Striking mental health workers hit the streets across Southern California this month ramping up pressure on Kaiser Permanente to settle a contract that will help fix its broken mental health care system.
Workers marched in Bakersfield, and held die-ins in San Diego and Pasadena to commemorate the lives that have been lost due to Kaiser’s underfunded and understaffed mental health services. In San Diego, workers and NUHW President Sophia Mendoza confronted Victor Voisard, Kaiser’s senior director of human resources, peppering him with questions as news cameras rolled.
“What we’re hearing from Kaiser is that everything is okay, everything is okay, but we know things are not okay,” Mendoza told the HR executive according to Courthouse News. “Patients are not okay, and that’s on Kaiser.”
“Does everybody deserve a pension?” Mendoza asked Voisard.
“That’s not for me to answer,” Voisard responded, adding that he would relay the message to other Kaiser executives.
In addition to Courthouse News, the actions were covered by FOX-5, ABC-10, San Diego Union Tribune, Univision, KTLA, KABC-7 in Los Angeles, KNX news radio, Pasadena Now, KPCC/LAist and NBC and ABC affiliates in Bakersfield.
More actions are scheduled for April, when about a dozen strikers are planning a 5-day hunger strike to bring more attention to the plight of Kaiser patients, and the Assembly Health Committee is expected to hold hearings looking at Kaiser’s mental health services and considering AB 1429, a bill from Assemblymember Jasmeet Bains, D-Bakersfield, that would require Kaiser to reimburse members who have been paying out-of-pocket for behavioral health services Kaiser is required to provide.

★ ★ ★

Problems to work on:
1 – Answer these questions from the Kaiser strike article:
(a) In which two cities did workers hold die-ins?
(b) What did Victor Voisard say he would do with Mendoza's message?
(c) How many days will the planned hunger strike last?
2 – Repeat word for word the passage of the Kaiser strike article that begins at the words "In addition to" and stops after "required to provide.".
Rely solely on the Kaiser strike article for your answers.

[Data entries]
★ ★ ★

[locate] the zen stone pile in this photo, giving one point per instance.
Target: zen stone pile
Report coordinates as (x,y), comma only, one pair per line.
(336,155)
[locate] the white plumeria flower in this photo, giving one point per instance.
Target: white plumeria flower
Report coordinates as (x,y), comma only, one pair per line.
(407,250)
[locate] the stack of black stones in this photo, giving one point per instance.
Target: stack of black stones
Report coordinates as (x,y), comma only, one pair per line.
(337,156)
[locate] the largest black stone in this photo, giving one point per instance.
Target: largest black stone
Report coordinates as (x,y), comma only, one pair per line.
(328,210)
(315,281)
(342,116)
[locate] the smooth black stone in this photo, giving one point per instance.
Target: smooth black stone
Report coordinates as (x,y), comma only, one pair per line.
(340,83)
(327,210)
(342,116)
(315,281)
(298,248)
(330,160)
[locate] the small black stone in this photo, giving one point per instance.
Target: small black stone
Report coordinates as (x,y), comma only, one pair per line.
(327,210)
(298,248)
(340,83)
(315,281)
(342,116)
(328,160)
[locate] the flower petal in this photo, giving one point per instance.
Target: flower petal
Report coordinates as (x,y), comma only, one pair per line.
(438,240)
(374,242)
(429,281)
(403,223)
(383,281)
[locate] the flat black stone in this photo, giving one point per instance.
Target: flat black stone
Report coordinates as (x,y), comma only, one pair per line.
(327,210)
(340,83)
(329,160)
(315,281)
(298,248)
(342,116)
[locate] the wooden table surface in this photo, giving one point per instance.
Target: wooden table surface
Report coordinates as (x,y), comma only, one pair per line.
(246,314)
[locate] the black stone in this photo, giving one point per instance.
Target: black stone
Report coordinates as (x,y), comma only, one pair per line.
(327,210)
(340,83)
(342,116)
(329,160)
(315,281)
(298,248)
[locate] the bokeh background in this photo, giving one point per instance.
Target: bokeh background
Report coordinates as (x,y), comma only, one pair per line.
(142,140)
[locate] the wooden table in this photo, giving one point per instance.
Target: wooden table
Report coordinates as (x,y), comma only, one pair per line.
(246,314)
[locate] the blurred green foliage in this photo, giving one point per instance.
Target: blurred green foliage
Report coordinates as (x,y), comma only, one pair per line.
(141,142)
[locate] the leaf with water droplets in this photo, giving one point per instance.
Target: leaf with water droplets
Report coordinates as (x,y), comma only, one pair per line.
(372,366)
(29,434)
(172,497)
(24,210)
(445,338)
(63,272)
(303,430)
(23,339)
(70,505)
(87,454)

★ ★ ★

Answers to the tasks:
1 –
(a) San Diego and Pasadena
(b) Relay it to other Kaiser executives
(c) Five days

2 –
In addition to Courthouse News, the actions were covered by FOX-5, ABC-10, San Diego Union Tribune, Univision, KTLA, KABC-7 in Los Angeles, KNX news radio, Pasadena Now, KPCC/LAist and NBC and ABC affiliates in Bakersfield.
More actions are scheduled for April, when about a dozen strikers are planning a 5-day hunger strike to bring more attention to the plight of Kaiser patients, and the Assembly Health Committee is expected to hold hearings looking at Kaiser’s mental health services and considering AB 1429, a bill from Assemblymember Jasmeet Bains, D-Bakersfield, that would require Kaiser to reimburse members who have been paying out-of-pocket for behavioral health services Kaiser is required to provide.